_Fragmento de texto:_
------------
Los últimos destellos del otoño En su primer aniversario, 2 de junio de
1847, ella escribió: «Ha sido lejos el año más feliz de mi vida; y, lo
que aún es a mis ojos más importante, mi marido dice que ha sido el más
feliz de su vida. Yo nunca he visto otro hombre que pudiese hablar tan
bien, día tras día, sobre cualquier tema, religioso, literario,
científico, político, y – sobre bebés».
Ellos tenían un hijo, pero entonces los viejos males
atacaron a Adoniram por última vez. La única esperanza era enviar al
enfermo en un viaje. El 3 de abril de 1850 lo llevaron al Aristide Marie
que zarpaba hacia la Isla de Francia, con un amigo, Thomas Ranney, para
cuidarlo. En su miseria él era despertado de vez en
cuando por un dolor tan terrible que acababa vomitando. Una de sus
últimas frases fue: «¡Cuán pocos hay que mueren tan duramente!».
Pasadas las 4 de la tarde del viernes 12 de abril de
1850, Adoniram Judson murió en el mar, lejos de toda su familia y de la
iglesia birmana. Fue sepultado en el océano. «La tripulación se reunió
en silencio. No hubo ninguna oración. El capitán dio la orden. El ataúd
resbaló a través de un tablón hasta las aguas, a sólo unos cientos de
millas al oeste de las montañas de Birmania. El Aristide Marie prosiguió
su ruta hacia la Isla de Francia». Diez días más tarde, Emily dio a luz
a su segundo hijo, que murió al nacer. Ella supo cuatro meses después
que su marido estaba muerto. Volvió a Nueva Inglaterra y murió de
tuberculosis tres años más tarde, a la edad de 37 años.
Adoniram Judson acostumbraba pasar mucho tiempo
orando de madrugada y de noche. Él disfrutaba mucho de la comunión con
Dios mientras caminaba de un lado a otro. Sus hijos, al oír sus pasos
firmes y resueltos dentro del cuarto, sabían que su padre estaba
elevando sus plegarias al trono de la gracia. Su consejo era: «Planifica
tus asuntos, si te es posible, de manera que puedas pasar de dos a tres
horas, todos los días, no solamente adorando a Dios, sino orando en
secreto». Emily cuenta que, durante su última enfermedad, ella le leyó
la noticia de cierto periódico, referente a la conversión de algunos
judíos en Palestina, justamente donde Judson había querido ir a trabajar
antes de ir a Birmania.
Esos judíos, después de leer la historia de los
sufrimientos de Judson en la prisión de Ava, se sintieron inspirados a
pedir también un misionero, y así fue como se inició una gran obra entre
ellos. Al oír esto, los ojos de Judson se llenaron de lágrimas. Con el
semblante solemne y la gloria de los cielos estampada en su rostro, tomó
la mano de su esposa, y le dijo: «Querida, esto me espanta. No lo
comprendo. Me refiero a la noticia que leíste. Nunca oré sinceramente
por algo y que no lo recibiese, pues aunque tarde, siempre lo recibí, de
alguna manera, tal vez en la forma menos esperada, pero siempre llegó a
mí. Sin embargo, respecto a este asunto ¡yo tenía tan poca fe! Que Dios
me perdone, y si en su
gracia me quiere usar como su instrumento, que limpie toda la
incredulidad de mi corazón».
------------
Descripciones de regiones en lenguaje natural

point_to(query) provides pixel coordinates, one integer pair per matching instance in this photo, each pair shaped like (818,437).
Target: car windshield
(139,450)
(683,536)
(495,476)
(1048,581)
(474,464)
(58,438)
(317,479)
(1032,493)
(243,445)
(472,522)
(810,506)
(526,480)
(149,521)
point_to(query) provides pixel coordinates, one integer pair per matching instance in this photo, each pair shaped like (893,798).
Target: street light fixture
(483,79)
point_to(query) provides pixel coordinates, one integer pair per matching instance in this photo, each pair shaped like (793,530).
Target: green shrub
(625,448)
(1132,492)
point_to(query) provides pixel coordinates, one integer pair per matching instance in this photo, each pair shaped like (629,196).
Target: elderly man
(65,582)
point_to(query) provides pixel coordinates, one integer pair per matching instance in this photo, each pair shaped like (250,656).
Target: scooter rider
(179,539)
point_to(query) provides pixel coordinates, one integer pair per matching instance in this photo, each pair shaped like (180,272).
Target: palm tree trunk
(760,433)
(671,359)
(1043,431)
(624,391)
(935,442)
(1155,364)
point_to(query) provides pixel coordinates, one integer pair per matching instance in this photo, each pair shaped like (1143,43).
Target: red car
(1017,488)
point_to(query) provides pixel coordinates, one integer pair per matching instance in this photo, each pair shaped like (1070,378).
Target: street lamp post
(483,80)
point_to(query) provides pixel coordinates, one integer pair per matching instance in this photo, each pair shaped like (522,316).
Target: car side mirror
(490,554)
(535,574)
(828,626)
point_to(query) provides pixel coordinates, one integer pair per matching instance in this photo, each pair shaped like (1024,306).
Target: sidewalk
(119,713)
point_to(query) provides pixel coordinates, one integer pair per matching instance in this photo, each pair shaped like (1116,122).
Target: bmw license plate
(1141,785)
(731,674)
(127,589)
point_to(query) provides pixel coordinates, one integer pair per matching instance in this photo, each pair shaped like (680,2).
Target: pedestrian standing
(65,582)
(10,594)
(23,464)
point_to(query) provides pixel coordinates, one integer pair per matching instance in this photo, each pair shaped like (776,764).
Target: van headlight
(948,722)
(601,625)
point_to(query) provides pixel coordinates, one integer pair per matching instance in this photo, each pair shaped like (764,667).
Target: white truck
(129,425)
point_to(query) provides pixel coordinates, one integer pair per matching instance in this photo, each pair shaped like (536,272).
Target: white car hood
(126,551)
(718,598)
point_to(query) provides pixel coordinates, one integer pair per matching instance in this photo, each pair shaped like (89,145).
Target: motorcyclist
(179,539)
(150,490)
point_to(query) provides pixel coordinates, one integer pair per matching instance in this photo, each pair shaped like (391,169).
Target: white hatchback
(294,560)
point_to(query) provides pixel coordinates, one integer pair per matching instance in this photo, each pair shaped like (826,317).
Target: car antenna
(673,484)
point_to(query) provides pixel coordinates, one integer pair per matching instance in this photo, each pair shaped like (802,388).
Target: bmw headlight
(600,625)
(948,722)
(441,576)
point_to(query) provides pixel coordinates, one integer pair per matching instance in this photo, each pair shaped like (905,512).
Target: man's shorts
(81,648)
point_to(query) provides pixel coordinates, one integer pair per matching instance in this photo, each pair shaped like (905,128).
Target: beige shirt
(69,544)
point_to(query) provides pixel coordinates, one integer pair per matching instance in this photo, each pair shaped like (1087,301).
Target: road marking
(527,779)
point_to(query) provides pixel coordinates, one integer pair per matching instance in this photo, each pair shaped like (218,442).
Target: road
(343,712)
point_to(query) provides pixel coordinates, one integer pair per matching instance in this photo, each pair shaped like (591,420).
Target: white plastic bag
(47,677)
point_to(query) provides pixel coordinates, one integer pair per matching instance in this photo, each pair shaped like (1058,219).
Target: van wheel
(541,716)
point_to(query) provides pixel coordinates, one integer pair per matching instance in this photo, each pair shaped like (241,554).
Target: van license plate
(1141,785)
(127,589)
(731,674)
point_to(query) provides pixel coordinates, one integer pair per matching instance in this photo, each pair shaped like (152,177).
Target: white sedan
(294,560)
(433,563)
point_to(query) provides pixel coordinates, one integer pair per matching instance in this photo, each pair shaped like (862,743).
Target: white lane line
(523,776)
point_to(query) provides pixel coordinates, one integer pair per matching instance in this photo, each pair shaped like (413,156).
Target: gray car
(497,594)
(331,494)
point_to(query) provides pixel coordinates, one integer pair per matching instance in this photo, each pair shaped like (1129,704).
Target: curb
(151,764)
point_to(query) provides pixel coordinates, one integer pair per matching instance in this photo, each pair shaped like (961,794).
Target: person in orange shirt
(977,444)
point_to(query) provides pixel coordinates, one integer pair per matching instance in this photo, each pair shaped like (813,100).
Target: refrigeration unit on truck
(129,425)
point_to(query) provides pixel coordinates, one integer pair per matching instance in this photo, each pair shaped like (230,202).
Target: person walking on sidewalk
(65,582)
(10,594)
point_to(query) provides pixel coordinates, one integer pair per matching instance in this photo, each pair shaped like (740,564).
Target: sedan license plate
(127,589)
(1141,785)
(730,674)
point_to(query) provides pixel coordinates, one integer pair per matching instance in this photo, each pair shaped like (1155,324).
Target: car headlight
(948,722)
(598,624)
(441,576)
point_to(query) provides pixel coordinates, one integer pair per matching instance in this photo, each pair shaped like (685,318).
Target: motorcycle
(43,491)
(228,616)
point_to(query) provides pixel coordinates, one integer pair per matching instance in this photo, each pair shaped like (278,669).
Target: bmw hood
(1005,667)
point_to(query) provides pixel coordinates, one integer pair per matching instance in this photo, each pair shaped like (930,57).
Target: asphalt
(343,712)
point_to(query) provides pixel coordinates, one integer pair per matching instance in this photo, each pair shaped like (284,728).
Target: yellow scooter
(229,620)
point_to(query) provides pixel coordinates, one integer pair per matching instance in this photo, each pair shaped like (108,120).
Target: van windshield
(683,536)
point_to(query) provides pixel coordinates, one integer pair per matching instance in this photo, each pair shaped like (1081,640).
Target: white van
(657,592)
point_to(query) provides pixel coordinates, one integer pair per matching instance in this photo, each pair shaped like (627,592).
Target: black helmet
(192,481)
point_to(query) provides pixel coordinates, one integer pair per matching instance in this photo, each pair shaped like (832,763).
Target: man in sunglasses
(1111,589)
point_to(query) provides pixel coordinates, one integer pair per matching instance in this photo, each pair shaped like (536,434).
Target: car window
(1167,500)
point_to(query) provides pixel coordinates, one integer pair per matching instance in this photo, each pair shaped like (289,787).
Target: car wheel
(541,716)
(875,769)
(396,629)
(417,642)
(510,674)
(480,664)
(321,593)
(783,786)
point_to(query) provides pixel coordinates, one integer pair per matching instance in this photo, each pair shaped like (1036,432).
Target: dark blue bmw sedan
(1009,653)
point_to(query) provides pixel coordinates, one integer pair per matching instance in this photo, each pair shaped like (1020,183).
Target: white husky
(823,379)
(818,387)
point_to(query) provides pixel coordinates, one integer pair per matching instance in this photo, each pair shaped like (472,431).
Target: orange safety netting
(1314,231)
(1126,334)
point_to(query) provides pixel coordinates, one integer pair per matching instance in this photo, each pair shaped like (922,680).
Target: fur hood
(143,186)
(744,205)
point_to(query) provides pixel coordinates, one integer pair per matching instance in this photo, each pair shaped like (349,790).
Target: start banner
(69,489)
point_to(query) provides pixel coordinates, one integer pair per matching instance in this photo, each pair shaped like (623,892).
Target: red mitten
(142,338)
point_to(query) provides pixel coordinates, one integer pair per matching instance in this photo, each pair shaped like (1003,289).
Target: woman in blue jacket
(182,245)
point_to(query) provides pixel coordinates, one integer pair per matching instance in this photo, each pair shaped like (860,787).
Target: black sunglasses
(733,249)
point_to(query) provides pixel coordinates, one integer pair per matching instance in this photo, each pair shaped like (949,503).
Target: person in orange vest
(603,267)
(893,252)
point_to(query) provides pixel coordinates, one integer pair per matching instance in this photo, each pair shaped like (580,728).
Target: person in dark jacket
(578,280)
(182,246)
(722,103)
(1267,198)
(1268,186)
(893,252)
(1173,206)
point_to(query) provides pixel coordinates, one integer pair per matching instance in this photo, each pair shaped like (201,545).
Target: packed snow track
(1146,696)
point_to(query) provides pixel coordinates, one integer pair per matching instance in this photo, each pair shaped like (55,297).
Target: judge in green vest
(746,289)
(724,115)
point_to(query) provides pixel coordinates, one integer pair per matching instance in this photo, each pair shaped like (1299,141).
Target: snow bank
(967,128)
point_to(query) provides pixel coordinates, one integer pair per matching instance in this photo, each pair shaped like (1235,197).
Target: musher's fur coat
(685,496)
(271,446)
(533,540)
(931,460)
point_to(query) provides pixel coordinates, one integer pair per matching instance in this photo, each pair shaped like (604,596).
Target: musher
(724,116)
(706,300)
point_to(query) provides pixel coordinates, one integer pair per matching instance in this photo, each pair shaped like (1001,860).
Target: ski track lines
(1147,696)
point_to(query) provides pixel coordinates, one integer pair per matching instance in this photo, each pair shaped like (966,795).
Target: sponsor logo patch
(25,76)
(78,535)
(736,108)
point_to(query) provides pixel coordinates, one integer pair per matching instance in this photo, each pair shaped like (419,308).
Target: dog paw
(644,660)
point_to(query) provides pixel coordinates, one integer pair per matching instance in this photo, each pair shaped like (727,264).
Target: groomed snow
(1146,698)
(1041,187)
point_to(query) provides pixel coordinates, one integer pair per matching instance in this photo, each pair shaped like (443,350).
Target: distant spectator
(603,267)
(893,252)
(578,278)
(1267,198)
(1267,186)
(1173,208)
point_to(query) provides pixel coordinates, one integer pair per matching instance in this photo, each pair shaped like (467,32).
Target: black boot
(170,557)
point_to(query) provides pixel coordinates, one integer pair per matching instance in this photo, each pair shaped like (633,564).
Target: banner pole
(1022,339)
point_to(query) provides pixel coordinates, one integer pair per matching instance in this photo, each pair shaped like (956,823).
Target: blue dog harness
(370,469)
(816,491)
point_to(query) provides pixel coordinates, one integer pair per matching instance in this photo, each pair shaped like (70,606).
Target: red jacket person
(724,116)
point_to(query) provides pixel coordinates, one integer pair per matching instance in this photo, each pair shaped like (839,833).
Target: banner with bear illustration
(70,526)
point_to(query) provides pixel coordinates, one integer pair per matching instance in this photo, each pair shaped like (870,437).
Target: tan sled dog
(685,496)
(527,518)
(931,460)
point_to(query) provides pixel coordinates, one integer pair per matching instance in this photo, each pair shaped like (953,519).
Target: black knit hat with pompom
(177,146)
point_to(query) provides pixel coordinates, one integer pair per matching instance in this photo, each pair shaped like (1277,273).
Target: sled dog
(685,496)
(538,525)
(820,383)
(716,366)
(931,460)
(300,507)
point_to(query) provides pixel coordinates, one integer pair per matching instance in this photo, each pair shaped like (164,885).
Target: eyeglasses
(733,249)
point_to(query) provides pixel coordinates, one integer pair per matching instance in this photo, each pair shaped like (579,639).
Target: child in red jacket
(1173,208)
------------
_Consigna:_
Reproduce el texto sobre Adoniram Judson desde "Pasadas las 4" hasta "de 37 años." y cambia "ataúd" por "féretro". El listado no interviene en esto.

_Solución:_
Pasadas las 4 de la tarde del viernes 12 de abril de
1850, Adoniram Judson murió en el mar, lejos de toda su familia y de la
iglesia birmana. Fue sepultado en el océano. «La tripulación se reunió
en silencio. No hubo ninguna oración. El capitán dio la orden. El féretro
resbaló a través de un tablón hasta las aguas, a sólo unos cientos de
millas al oeste de las montañas de Birmania. El Aristide Marie prosiguió
su ruta hacia la Isla de Francia». Diez días más tarde, Emily dio a luz
a su segundo hijo, que murió al nacer. Ella supo cuatro meses después
que su marido estaba muerto. Volvió a Nueva Inglaterra y murió de
tuberculosis tres años más tarde, a la edad de 37 años.